### [EXERCISE BRIEF]
Copy the records that follow exactly as written, but not their pictures.

### [SUPPLIED RECORDS]
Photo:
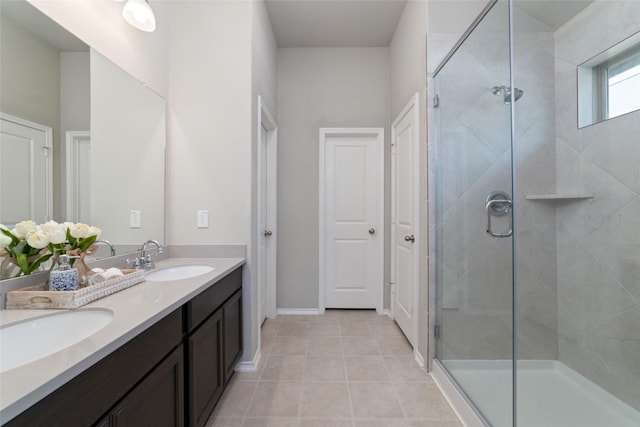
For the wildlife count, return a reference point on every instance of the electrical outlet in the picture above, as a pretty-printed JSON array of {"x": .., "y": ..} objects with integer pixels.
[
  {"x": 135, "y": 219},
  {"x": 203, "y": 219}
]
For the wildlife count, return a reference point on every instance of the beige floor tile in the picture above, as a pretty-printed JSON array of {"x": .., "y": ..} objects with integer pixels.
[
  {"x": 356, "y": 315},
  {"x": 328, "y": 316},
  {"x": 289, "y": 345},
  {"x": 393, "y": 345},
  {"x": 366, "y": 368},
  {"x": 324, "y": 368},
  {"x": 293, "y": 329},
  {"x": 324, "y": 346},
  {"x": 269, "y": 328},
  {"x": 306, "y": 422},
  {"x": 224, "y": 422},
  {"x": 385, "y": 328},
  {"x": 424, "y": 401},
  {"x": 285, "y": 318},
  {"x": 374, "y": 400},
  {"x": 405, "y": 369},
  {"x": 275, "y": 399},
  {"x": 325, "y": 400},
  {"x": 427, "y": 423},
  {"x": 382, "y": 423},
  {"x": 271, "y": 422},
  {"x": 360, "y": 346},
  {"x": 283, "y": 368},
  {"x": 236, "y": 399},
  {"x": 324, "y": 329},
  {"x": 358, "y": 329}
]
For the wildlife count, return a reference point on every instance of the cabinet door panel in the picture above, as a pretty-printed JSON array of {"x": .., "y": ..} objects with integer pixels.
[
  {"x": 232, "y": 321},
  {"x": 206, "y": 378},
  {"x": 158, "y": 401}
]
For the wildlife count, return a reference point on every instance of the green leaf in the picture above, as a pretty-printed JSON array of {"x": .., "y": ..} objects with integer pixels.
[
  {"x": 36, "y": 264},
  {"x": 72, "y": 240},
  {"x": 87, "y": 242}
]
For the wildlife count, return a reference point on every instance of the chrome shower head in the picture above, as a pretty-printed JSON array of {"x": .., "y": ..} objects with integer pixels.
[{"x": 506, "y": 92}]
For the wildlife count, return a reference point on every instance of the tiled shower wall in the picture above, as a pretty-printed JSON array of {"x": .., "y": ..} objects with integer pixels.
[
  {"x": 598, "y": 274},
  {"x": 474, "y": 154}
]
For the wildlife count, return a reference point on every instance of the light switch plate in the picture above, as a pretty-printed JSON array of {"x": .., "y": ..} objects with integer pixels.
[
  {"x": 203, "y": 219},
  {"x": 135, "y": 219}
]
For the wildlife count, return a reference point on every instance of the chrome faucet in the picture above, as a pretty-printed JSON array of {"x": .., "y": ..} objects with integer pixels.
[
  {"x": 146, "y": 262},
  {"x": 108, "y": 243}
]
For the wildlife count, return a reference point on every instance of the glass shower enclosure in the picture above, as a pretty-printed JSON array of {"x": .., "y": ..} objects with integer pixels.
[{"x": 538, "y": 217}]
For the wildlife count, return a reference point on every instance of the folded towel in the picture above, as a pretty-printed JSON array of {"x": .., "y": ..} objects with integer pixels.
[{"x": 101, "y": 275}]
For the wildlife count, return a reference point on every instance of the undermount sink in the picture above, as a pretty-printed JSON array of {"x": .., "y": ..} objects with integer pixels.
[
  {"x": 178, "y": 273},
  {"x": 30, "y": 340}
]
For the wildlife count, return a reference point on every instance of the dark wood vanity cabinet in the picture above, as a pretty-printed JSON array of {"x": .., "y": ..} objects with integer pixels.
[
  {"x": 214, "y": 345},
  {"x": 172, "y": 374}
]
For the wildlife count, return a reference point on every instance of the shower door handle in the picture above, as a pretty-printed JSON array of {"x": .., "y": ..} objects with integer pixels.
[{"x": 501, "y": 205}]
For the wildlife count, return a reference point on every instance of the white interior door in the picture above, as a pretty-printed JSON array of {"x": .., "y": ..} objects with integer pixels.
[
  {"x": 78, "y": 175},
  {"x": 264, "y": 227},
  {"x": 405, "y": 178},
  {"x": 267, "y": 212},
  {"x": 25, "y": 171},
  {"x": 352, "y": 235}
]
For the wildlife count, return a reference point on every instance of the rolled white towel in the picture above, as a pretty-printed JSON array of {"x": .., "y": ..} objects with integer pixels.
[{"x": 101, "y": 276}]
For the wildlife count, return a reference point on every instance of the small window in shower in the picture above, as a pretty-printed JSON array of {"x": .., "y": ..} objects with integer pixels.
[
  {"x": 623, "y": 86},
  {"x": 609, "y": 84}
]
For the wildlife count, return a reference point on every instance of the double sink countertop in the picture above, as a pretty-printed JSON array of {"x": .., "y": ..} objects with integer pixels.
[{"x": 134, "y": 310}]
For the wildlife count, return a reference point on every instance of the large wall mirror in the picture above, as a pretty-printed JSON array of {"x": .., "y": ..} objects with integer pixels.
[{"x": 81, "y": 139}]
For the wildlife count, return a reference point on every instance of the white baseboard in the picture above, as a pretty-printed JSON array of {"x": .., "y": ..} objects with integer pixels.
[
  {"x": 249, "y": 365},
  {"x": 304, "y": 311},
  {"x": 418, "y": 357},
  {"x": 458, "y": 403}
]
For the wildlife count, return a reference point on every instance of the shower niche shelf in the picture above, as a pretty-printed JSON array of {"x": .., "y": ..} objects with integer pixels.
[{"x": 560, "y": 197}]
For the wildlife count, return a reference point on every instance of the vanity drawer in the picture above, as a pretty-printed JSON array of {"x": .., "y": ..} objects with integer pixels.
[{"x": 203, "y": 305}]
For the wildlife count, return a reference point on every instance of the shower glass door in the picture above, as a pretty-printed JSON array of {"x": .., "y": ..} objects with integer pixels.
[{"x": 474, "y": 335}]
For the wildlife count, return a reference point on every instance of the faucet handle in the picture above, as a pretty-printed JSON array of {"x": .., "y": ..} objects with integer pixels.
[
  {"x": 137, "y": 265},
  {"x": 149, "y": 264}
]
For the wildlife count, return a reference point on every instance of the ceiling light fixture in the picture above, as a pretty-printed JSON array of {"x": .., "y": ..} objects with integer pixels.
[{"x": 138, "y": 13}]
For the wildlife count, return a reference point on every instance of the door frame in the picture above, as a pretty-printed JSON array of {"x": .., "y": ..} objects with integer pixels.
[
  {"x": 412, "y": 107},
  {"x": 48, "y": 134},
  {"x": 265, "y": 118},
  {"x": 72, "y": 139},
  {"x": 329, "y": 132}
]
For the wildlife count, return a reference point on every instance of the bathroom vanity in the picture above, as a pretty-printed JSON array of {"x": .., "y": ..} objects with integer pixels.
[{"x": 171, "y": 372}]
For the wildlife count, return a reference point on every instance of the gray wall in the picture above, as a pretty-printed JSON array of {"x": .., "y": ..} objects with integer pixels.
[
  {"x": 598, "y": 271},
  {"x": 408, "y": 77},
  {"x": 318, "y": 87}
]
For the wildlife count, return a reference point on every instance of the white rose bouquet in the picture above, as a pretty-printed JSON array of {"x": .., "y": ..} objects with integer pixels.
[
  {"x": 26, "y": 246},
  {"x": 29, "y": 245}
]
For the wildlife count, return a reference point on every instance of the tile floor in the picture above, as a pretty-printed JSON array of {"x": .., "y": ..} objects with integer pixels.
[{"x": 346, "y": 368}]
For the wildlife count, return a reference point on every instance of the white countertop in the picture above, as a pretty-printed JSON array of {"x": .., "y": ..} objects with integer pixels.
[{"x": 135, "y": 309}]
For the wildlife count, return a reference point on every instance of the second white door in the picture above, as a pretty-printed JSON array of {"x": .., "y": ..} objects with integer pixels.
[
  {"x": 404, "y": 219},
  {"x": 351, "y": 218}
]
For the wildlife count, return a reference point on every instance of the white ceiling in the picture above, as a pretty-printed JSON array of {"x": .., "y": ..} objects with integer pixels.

### [SOLUTION TO THIS EXERCISE]
Photo:
For the wildlife count, return a reference point on every instance of the electrical outlet in the picture above, as a pretty-printed JSON array of {"x": .., "y": ..} objects with integer pixels.
[
  {"x": 135, "y": 219},
  {"x": 203, "y": 219}
]
For the wildlife count, return a reference point on every instance of the beige floor tile in the picture above, as a pretty-printed JSON array of {"x": .., "y": ..} objects with integer pixels.
[
  {"x": 356, "y": 315},
  {"x": 328, "y": 316},
  {"x": 289, "y": 345},
  {"x": 393, "y": 345},
  {"x": 366, "y": 368},
  {"x": 324, "y": 368},
  {"x": 293, "y": 329},
  {"x": 324, "y": 346},
  {"x": 269, "y": 328},
  {"x": 306, "y": 422},
  {"x": 224, "y": 422},
  {"x": 385, "y": 328},
  {"x": 424, "y": 401},
  {"x": 285, "y": 318},
  {"x": 374, "y": 400},
  {"x": 405, "y": 369},
  {"x": 275, "y": 399},
  {"x": 325, "y": 400},
  {"x": 427, "y": 423},
  {"x": 382, "y": 423},
  {"x": 271, "y": 422},
  {"x": 360, "y": 346},
  {"x": 283, "y": 368},
  {"x": 236, "y": 399},
  {"x": 324, "y": 329},
  {"x": 358, "y": 329}
]
For the wildlife count, return a reference point on every instance of the cabinet door panel in the picture above, as a pretty-printed JSON array of {"x": .., "y": ..} objects with integer pixels.
[
  {"x": 232, "y": 321},
  {"x": 206, "y": 378},
  {"x": 158, "y": 401}
]
For the wildlife count, return a reference point on every instance of the green leaf in the picture above, as a pretty-printed JSON array of {"x": .., "y": ..} objects with integer pixels.
[
  {"x": 36, "y": 264},
  {"x": 72, "y": 240},
  {"x": 87, "y": 242}
]
For the wildlife count, return a reference point on every instance of the chrome shower head in the picture above, as a pretty-printed JSON array of {"x": .., "y": ..} objects with integer pixels.
[{"x": 506, "y": 92}]
For the wildlife count, return a reference point on every instance of the tiled shower wall in the picture above, as a pretty-printed JSON array of {"x": .., "y": ..} objects with integer pixels.
[
  {"x": 598, "y": 274},
  {"x": 474, "y": 154}
]
For the wildlife count, return a reference point on every instance of the light switch plate in the picture above, as a pretty-printed JSON array of {"x": .., "y": ..} objects with integer pixels.
[
  {"x": 203, "y": 219},
  {"x": 135, "y": 219}
]
For the wildlife count, return a reference point on every instance of the chrome faucet in the picture above, as a pretty-printed JSON array of {"x": .., "y": ..} objects with integer pixels.
[
  {"x": 146, "y": 262},
  {"x": 108, "y": 243}
]
For the wildlife count, return a reference point on every instance of the glass shower enclosure in the picture above, as a pretty-printed JSON array of {"x": .., "y": ..} objects with integer pixels.
[{"x": 538, "y": 217}]
For the wildlife count, return a reference point on every instance of the folded towel in the picture above, as a pretty-printed JSON array of {"x": .., "y": ..} objects with integer pixels.
[{"x": 101, "y": 275}]
For the wildlife count, return a reference point on every instance of the undermount sink in the picture above, as a pretty-printed JSON array of {"x": .., "y": ..} objects with integer pixels.
[
  {"x": 178, "y": 273},
  {"x": 30, "y": 340}
]
For the wildlife count, return a reference point on every instance of the dark wood vanity cabinet in the picture above, as a pretty-printed JSON array of {"x": .., "y": ..} objects with integer pixels.
[
  {"x": 214, "y": 345},
  {"x": 172, "y": 374}
]
For the wildlife count, return a reference point on every instance of the shower door handle in the picture above, as a pretty-printed JSON array of {"x": .., "y": ..} objects with integer pixels.
[{"x": 501, "y": 205}]
For the wildlife count, return a reference point on every instance of the white interior door in the picture above, as a pretty-printed JSON array of {"x": .., "y": ..} objects with integer pixels.
[
  {"x": 78, "y": 175},
  {"x": 264, "y": 227},
  {"x": 405, "y": 178},
  {"x": 267, "y": 212},
  {"x": 25, "y": 171},
  {"x": 352, "y": 235}
]
For the wildlife count, return a reference point on every instance of the rolled white towel in the picture above, as a pretty-printed JSON array of {"x": .., "y": ..} objects with integer pixels.
[{"x": 101, "y": 276}]
For the wildlife count, return a reference point on every instance of the small window in shower in the picture above, as a pretty-printed JSON array of {"x": .., "y": ..} objects with integer pixels.
[
  {"x": 623, "y": 86},
  {"x": 609, "y": 84}
]
For the wildlife count, return a reference point on every instance of the double sink countertop in the picture above, as a pretty-printed JSON array of {"x": .., "y": ..} objects with integer pixels.
[{"x": 134, "y": 310}]
For the wildlife count, return a reference point on every instance of the large wall mirror in the picture above, as a pretty-printed JSON array of {"x": .., "y": ..} objects with integer pixels.
[{"x": 81, "y": 139}]
For the wildlife count, return a reference point on every instance of the white baseboard in the picture above, as a pretty-printed JSON array of {"x": .., "y": ..} objects with integer pixels.
[
  {"x": 249, "y": 365},
  {"x": 304, "y": 311},
  {"x": 418, "y": 357},
  {"x": 458, "y": 403}
]
For the wildlife count, return a reference point on every instance of the shower niche shelf in the picture above, as a pretty-printed JSON array of {"x": .., "y": ..} objects with integer pixels.
[{"x": 560, "y": 197}]
For the wildlife count, return a reference point on every instance of the vanity drawer in the picture above, as a pretty-printed JSON array of {"x": .., "y": ..} objects with integer pixels.
[{"x": 203, "y": 305}]
For the wildlife count, return a reference point on every instance of the shower glass door in the picture above, as a pretty-printed JSON array of {"x": .., "y": ..} objects with integer pixels.
[{"x": 474, "y": 335}]
For the wildlife count, return a reference point on every instance of the faucet handle in the picture above, as a pretty-printed JSON array of {"x": .., "y": ..} objects with integer pixels.
[
  {"x": 137, "y": 265},
  {"x": 149, "y": 264}
]
For the wildlife count, return a reference point on every instance of the ceiling light fixture in the picture above, as a pretty-printed JSON array of {"x": .., "y": ..} objects with integer pixels.
[{"x": 138, "y": 13}]
For the wildlife count, return a reference point on every instance of the door frame in the picture above, as a pretty-printed JSON array of {"x": .., "y": ..} objects with integer pixels.
[
  {"x": 412, "y": 107},
  {"x": 48, "y": 134},
  {"x": 265, "y": 118},
  {"x": 72, "y": 139},
  {"x": 329, "y": 132}
]
For the wildlife count, return a reference point on every instance of the bathroom vanity in the picture above, as a pretty-printed JSON array of {"x": .., "y": ..} objects with integer pixels.
[{"x": 171, "y": 372}]
For the wildlife count, return a reference point on every instance of the gray wall in the picture above, as a pretty-printed JSON array of {"x": .., "y": ..} objects with integer pixels.
[
  {"x": 598, "y": 271},
  {"x": 408, "y": 77},
  {"x": 318, "y": 87}
]
For the wildlife count, return a reference point on every instance of the white rose bouquet in the picture above, as a pretty-printed JSON array of {"x": .., "y": ..} objects with integer pixels.
[
  {"x": 26, "y": 246},
  {"x": 29, "y": 245}
]
For the wildlife count, return a reference point on every instance of the tile floor in the picture above, as a pretty-printed JSON array of {"x": .., "y": ..} objects with integer pixels.
[{"x": 346, "y": 368}]
For the wildlife count, return a reference point on every instance of the white countertop in the picture above, as a pretty-printed JSON array of {"x": .., "y": ..} objects with integer pixels.
[{"x": 135, "y": 309}]
For the wildlife count, return a reference point on every instance of the second white door in the picture above, as a pretty-printed JSON array of {"x": .., "y": ..} objects with integer pixels.
[
  {"x": 404, "y": 219},
  {"x": 351, "y": 218}
]
For the wildlife count, return a reference point on every instance of the white ceiling in the picture above, as a pretty-printed JSON array of {"x": .., "y": ..} objects with integer pixels.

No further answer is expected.